Requirement 1 >> Reproduce the storm-damage passage below verbatim, covering the stretch from "The winter of" through "came the leaks.".
Requirement 2 >> Using the storm-damage passage below, decide whether each statement agrees with it, answering yes or no and quoting the exact words that settle it: (a) Plaintiff contacted a roofing company on December 13, 2002, for emergency roof repairs. (b) Ms. Holland called Plaintiff and asked him to bring towels. (c) The City of Ukiah received more than half of its average annual rainfall in January.

Page >>
The winter of 2002-03 was especially stormy, with the City of Ukiah receiving more than half of its average annual rainfall in the month of December. Plaintiff recalled two storms that month: one "somewhere in the middle of the month and then again at the end of the month." Gamboa Decl. ¶ 6, Ex. D (pp. 62-63). And just as in past winters, with the rain came the leaks.
On December 13, 2002, Plaintiff contacted a roofing company to conduct "emergency roof repairs." Id. at 39-40. Plaintiff described the water incursion he observed in December as "pouring into the building," and that water was "coming down the walls." Id. at 40. On December 28, 2002, Plaintiff called Ms. Holland and told her, "[w]e have a real problem. Can you bring towels?" Id. at ¶ 5, Ex. C (p. 6). Ms. Holland described the water incursion she observed as "sheeting down [the] wall" and "the carpets squished when you walked on it."Id. at 7. According to Plaintiff, water was also coming "from the ceiling tiles," and "we had buckets in the hallway trying to collect it and we had towels and stuff spread." Id. at ¶ 6, Ex. D (p. 40). "It was coming in the closet, huge amounts, and then in the bathroom as well." Id. Plaintiff acknowledged that he observed all of this "around the end of the year, the 28th [of December], that period of time." Id. at 43. When later asked how far the water damage was spread at that time, Plaintiff replied "everything was wet up here. Carpets were wet. . . . It got under the linoleum." Id. at 41. Plaintiff described the ceiling tiles as "saturated," "sagging," and "dripping." Id. at 43.

Extracted data >>

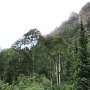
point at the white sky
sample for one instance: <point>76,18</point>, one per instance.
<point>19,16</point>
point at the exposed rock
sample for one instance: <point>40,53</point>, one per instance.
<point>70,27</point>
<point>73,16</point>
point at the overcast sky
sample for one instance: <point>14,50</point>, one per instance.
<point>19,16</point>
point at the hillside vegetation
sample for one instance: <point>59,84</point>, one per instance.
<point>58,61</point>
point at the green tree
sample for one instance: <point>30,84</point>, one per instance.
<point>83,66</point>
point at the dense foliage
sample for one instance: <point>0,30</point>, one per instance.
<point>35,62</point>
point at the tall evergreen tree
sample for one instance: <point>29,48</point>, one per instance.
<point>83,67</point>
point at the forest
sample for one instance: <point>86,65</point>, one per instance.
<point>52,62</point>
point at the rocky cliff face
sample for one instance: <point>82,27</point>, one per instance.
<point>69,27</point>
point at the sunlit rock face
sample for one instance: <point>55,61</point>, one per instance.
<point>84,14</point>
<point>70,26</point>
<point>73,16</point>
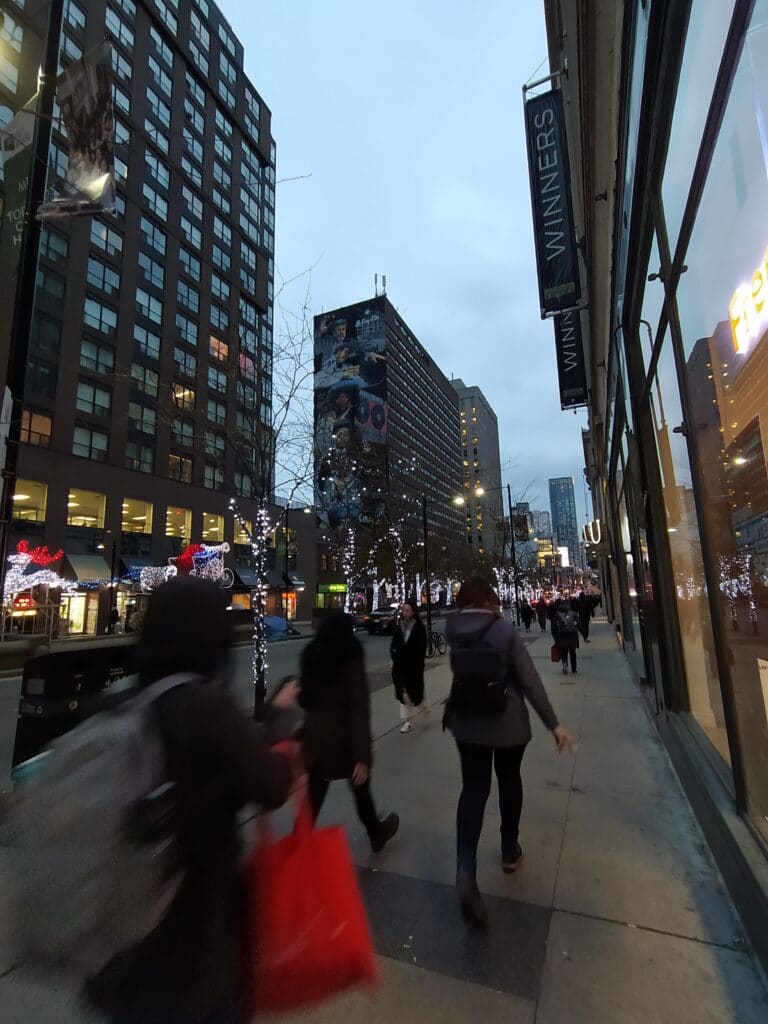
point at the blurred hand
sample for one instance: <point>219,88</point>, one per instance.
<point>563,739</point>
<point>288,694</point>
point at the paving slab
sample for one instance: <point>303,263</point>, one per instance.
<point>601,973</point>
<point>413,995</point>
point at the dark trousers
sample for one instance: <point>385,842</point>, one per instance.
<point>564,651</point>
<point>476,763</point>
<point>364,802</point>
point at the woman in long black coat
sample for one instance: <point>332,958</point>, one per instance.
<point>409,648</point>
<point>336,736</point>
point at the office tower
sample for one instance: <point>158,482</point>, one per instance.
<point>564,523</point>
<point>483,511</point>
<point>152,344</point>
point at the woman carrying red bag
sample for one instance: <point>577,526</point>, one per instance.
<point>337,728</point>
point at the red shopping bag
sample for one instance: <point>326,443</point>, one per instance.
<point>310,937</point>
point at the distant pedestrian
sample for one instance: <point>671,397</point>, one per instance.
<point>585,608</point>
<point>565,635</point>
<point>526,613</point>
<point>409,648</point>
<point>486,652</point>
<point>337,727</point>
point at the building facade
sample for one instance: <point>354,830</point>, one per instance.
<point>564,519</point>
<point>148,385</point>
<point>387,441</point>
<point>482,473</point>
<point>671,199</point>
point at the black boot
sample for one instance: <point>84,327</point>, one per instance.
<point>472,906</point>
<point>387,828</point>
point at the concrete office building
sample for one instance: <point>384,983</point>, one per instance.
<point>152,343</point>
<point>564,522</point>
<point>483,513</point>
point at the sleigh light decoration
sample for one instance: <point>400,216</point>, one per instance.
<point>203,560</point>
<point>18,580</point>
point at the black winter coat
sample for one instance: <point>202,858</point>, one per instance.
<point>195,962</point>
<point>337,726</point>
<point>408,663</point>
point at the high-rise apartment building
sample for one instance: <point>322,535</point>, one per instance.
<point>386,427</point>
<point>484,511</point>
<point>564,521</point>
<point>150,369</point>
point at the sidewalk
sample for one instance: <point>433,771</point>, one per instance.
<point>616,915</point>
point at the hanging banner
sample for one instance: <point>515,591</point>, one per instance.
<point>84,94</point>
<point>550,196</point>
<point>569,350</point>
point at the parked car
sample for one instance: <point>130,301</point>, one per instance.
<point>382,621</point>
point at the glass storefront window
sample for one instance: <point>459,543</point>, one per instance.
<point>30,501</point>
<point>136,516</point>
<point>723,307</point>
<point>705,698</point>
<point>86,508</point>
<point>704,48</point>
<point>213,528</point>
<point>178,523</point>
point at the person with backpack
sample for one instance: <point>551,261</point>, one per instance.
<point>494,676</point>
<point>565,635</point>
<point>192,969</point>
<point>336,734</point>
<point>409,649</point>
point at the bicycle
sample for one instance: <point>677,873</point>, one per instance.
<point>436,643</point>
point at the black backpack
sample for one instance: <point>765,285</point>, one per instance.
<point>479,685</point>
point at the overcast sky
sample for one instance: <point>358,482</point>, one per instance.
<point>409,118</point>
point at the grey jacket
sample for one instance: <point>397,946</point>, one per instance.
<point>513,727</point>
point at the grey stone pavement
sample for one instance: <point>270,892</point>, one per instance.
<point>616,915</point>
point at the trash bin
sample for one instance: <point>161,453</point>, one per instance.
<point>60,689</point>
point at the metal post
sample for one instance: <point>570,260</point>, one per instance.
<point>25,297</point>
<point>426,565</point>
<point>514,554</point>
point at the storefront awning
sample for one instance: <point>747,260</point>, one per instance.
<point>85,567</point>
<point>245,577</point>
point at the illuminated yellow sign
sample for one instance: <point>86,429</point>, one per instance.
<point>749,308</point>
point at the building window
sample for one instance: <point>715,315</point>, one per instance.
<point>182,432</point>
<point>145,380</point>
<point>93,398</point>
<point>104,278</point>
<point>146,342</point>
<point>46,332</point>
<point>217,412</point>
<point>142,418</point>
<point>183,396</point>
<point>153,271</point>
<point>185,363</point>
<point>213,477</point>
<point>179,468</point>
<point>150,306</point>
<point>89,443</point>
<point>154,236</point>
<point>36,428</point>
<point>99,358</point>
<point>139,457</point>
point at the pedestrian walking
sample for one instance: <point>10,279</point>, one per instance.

==

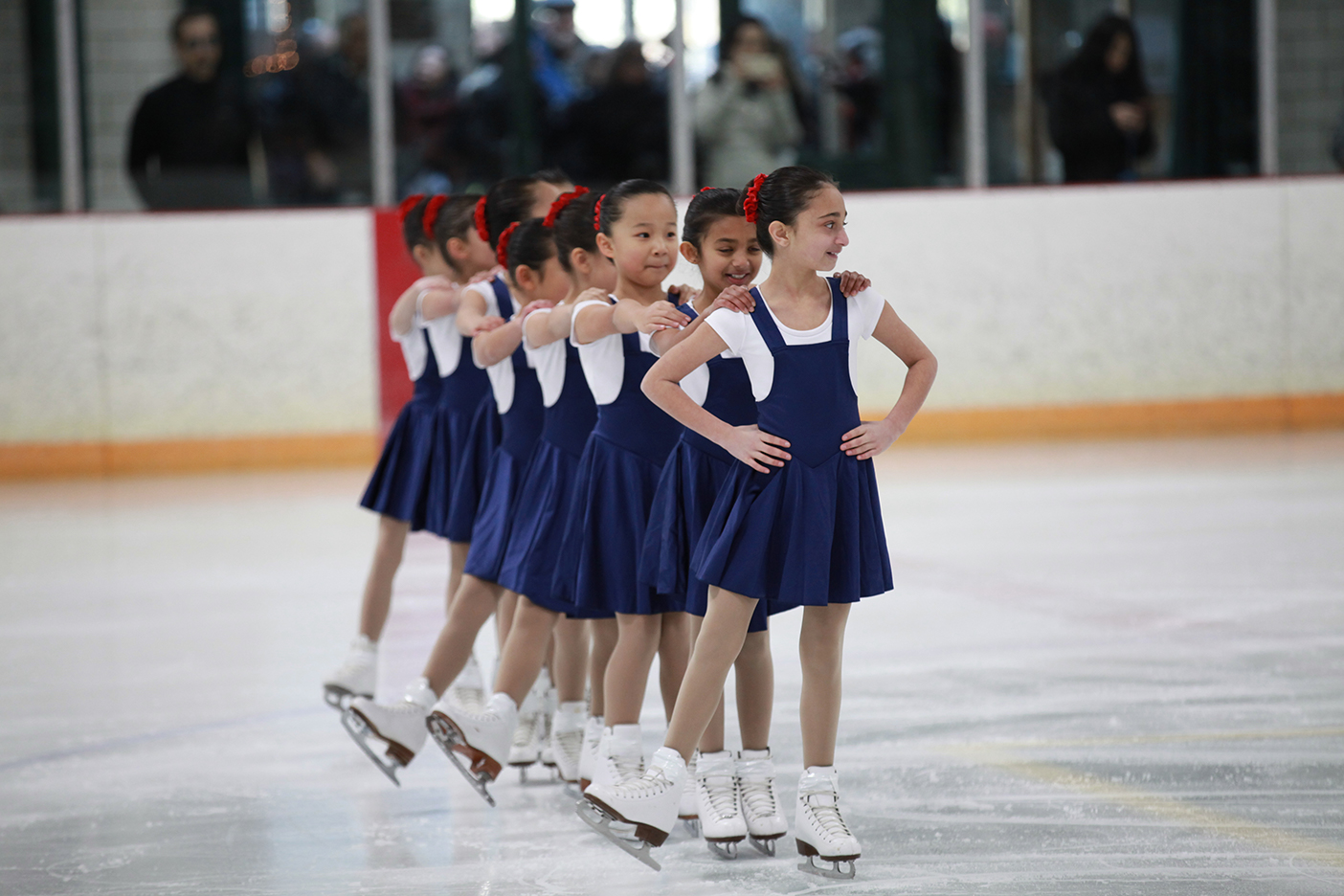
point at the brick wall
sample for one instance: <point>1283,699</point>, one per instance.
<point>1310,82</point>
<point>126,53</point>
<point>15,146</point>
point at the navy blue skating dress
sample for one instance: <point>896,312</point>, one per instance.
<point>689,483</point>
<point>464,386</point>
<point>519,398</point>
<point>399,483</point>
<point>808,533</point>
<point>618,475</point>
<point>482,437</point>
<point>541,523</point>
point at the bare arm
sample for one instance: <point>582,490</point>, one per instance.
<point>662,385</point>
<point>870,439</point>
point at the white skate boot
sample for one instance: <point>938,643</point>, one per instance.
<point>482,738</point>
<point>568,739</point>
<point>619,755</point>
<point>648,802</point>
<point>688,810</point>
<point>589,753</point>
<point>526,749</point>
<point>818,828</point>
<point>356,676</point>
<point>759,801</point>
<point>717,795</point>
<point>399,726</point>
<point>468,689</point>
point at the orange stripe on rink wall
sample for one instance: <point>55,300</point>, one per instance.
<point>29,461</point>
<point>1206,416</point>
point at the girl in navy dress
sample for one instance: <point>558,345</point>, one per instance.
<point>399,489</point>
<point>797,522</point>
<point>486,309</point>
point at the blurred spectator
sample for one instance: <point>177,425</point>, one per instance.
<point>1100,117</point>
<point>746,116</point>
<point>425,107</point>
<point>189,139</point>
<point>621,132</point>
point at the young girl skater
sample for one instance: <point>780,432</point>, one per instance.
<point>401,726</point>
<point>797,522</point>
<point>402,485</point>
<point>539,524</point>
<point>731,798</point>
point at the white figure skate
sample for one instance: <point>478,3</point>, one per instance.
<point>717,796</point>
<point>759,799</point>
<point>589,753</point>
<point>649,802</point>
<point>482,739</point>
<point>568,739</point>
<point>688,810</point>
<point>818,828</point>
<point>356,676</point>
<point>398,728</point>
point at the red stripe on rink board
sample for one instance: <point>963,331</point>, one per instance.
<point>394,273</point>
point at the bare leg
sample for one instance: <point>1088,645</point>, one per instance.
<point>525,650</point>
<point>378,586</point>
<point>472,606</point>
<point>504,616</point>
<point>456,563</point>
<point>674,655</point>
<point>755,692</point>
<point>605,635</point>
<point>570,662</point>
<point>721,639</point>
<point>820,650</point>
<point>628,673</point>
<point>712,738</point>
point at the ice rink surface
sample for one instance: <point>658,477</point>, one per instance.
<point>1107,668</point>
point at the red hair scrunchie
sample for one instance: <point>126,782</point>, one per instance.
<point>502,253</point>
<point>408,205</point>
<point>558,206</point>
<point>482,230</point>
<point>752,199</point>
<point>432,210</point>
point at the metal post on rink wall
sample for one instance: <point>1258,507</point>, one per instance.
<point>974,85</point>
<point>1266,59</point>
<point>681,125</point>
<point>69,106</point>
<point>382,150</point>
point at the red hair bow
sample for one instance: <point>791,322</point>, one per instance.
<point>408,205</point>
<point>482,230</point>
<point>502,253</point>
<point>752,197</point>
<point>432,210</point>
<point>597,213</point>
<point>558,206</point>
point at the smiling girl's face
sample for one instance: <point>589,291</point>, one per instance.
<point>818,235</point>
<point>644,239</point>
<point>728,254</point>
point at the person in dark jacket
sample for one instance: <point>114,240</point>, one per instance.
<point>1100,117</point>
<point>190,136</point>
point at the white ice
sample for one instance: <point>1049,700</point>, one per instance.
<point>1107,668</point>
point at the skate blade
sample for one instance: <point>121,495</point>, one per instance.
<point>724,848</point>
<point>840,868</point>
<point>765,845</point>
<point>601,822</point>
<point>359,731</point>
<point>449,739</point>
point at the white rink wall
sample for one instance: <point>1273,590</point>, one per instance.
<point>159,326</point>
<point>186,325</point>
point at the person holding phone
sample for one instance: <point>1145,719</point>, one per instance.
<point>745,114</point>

Final answer 1 >>
The winter of 2002-03 was especially stormy, with the City of Ukiah receiving more than half of its average annual rainfall in the month of December. Plaintiff recalled two storms that month: one "somewhere in the middle of the month and then again at the end of the month." Gamboa Decl. ¶ 6, Ex. D (pp. 62-63). And just as in past winters, with the rain came the leaks.

Final answer 2 >>
(a) Yes: "On December 13, 2002, Plaintiff contacted a roofing company to conduct "emergency roof repairs.""
(b) No: "Plaintiff called Ms. Holland and told her, "[w]e have a real problem. Can you bring towels?""
(c) No: "receiving more than half of its average annual rainfall in the month of December."